-- Start of DATA SUPPLIED --
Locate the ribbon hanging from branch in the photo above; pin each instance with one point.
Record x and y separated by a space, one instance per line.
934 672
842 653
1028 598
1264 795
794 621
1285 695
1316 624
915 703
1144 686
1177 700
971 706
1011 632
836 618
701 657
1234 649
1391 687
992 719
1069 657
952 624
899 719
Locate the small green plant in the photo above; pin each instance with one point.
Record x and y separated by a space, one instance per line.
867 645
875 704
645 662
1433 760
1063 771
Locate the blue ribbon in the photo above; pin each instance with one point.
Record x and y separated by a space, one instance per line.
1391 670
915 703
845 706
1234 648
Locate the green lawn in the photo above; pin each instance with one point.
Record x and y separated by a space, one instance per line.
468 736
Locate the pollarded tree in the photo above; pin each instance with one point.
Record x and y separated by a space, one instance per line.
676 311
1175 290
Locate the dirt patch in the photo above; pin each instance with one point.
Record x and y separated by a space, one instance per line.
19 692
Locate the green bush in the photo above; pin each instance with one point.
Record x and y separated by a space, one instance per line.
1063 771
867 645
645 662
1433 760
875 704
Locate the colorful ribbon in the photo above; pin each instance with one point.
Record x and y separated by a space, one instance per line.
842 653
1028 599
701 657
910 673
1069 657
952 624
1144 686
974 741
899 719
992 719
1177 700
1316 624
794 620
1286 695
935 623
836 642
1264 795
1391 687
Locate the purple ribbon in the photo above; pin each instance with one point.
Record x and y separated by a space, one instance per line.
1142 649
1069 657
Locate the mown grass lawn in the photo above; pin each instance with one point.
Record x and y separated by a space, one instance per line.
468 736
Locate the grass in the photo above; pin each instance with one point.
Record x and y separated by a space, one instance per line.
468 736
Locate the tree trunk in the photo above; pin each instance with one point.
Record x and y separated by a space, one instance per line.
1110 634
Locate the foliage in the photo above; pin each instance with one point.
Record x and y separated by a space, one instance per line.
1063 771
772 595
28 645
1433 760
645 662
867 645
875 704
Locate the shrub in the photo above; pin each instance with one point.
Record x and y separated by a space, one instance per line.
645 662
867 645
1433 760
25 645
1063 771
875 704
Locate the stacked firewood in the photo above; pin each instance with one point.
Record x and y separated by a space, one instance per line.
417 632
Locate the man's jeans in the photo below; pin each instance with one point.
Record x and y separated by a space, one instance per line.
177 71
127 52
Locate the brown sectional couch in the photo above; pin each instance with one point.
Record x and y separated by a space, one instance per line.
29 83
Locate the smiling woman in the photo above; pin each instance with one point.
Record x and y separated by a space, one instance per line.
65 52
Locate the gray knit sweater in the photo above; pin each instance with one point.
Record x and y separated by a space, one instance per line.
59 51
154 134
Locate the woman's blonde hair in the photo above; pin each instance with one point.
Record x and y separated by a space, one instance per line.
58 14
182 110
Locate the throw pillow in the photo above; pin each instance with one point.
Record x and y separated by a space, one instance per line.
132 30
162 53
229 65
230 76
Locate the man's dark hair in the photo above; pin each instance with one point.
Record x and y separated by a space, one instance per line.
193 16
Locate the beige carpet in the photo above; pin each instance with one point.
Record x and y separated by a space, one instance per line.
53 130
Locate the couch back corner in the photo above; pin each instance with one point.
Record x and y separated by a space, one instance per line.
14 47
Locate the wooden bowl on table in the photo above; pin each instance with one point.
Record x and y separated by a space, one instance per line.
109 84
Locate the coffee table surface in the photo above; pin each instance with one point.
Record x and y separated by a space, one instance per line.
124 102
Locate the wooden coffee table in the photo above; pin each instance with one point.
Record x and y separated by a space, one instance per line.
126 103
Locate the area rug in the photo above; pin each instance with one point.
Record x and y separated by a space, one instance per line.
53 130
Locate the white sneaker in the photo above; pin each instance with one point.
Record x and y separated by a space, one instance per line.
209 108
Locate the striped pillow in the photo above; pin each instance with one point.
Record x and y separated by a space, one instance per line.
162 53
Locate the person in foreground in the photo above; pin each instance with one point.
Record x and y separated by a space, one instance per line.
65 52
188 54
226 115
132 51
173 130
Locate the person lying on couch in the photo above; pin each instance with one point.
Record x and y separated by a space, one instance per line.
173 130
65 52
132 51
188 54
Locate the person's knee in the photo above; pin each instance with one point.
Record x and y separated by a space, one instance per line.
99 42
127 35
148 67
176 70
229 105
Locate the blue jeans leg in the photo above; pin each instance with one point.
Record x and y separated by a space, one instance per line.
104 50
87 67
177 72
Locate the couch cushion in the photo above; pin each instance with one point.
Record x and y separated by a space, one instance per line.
-- End of DATA SUPPLIED --
* [AIM]
Rewrite every one of the rows above with "separated by a space" changed to "separated by a comma" and everything else unchanged.

* [TASK RESPONSE]
Locate the ribbon hanging from branch in the photo above; pin each instance with one point.
Record x and y separated by a comma, one instance per line.
934 672
842 653
1028 598
1264 795
794 621
1285 695
1316 624
915 703
1144 686
1177 700
971 706
1011 632
836 618
701 657
1234 649
1391 687
992 719
1069 657
952 624
899 719
Locate the small green plant in the photo above; pin each instance with one point.
Record x and y separated by a comma, one instance per line.
867 645
875 704
645 662
1433 760
1063 771
Locate the blue ribbon in the photo above; pin each instance with one point.
Record x and y separated by a comma, one instance per line.
1391 670
915 703
845 706
1234 648
Locate the green lawn in the photo above; pin each instance with one point.
Record x and y separated by a comma, one instance per line.
468 736
Locate the pollarded tree in the photo above; pin each instance with one point.
Record x and y separated by a comma, one instance per line.
676 311
1175 290
Locate the dirt patch in the photo above; pin each instance with one point.
Record x and y separated by a comma, one instance per line.
19 692
Locate the green bush in the photo above; pin each instance with one point.
Record x and y separated by a comma, one instance per line.
1063 771
867 645
645 662
1433 760
875 704
Locate the colorful ribbon in the photo above; pin each instance with one point.
Record x and y separated by a comma, one instance per line.
842 653
1028 599
701 657
910 673
1069 657
952 624
1144 686
974 741
899 719
992 719
1177 700
1316 624
794 620
1286 695
935 623
836 642
1264 795
1391 687
Locate the purple ribbon in the photo above; pin each instance with one point.
Record x and y separated by a comma, one instance per line.
1142 649
1069 657
Locate the mown grass lawn in the photo above; pin each instance with one point.
Record x and y separated by a comma, one instance per line.
468 736
Locate the grass in the photo above; pin each instance with one point.
Record x and y separated by a comma, one instance per line.
468 736
Locate the tree trunk in the photo above; pin each instance with one point.
Record x and y separated by a comma, one instance per line.
1110 634
Locate the foliage in the photo above; pin each instance with one point.
Record x and y separated by a comma, one instance per line.
1063 771
772 595
28 645
1433 760
645 662
867 645
875 704
Locate the shrub in the photo above; pin each instance with one point.
Record x and y separated by a comma, one instance per line.
645 662
867 645
1433 760
25 645
1063 771
875 704
Locate the stacked firewood in the photo above; pin each instance with one point.
Record x and y separated by a comma, one instance per line.
417 632
Locate the man's jeans in the photo below; pin each instance with one point.
Record x and y separated by a comma, one instance per line.
177 71
127 52
Locate the brown sectional couch in the photo above; pin each instance with one point.
Record x and y separated by a comma, one instance per line.
29 83
Locate the smiling woman in the photo above; pin each instance with one point.
Record x and y separated by a comma, one instance per line.
65 52
Locate the gray knit sweater in the photo above; pin each instance with one point.
Record x and y separated by a comma, one instance per line.
59 51
154 134
Locate the woman's blonde hair in the photo above; pin each instance with one point.
Record x and y separated by a comma, one instance per line.
58 14
182 110
Locate the throw pillow in the photo above; pin each instance with one point.
Record x and y separated by a comma, one instance per line.
132 30
162 53
229 65
230 76
Locate the man's dark hair in the photo above; pin each instance with one point.
Record x and y separated by a comma, one instance per line.
193 16
Locate the beige carpet in the photo above; pin each instance with one point.
Record x and y separated by a comma, one instance per line.
53 130
Locate the couch back corner in the photo above; pin each instance with one point.
Record x and y separated by a comma, one instance per line.
14 47
Locate the wooden bowl on table in the photo above; pin each instance with one point.
Record x and y separated by a comma, one instance per line.
109 84
Locate the coffee table surface in the photo above; pin each instance with one point.
Record x and y separated by a comma, one instance per line.
124 102
Locate the wooden coffee table in the photo above; pin each instance with one point.
Record x and y separated by a comma, one instance per line.
126 103
Locate the area rug in the photo above; pin each instance with one point.
Record x and y separated by a comma, one instance per line.
53 130
Locate the white sneaker in the photo above; pin each instance with one point.
Record x and y separated by a comma, one instance per line.
209 108
Locate the striped pillow in the photo above; pin each instance with one point.
Record x and y separated by a comma, one instance per line.
162 53
Locate the person in foreground in the photo above; pin each instance with one point.
Record x and y separated by a comma, one instance per line.
65 52
188 54
226 115
132 51
173 130
Locate the person lying on couch in the photo above; pin each instance with one point.
Record x and y separated by a comma, one instance per line.
173 130
65 52
132 51
188 54
Locate the person's knee in the photo above; pin each instance with one point.
Record x and y separated by a comma, one instance per line.
99 42
127 35
148 67
176 70
229 105
Locate the blue jeans leg in the photo above; pin each instance with one point.
Record x and y separated by a comma, one instance per line.
104 50
87 67
177 72
Locate the couch cushion in the photo above; pin each instance with one point.
Record x and y separated by a comma, one instance per line.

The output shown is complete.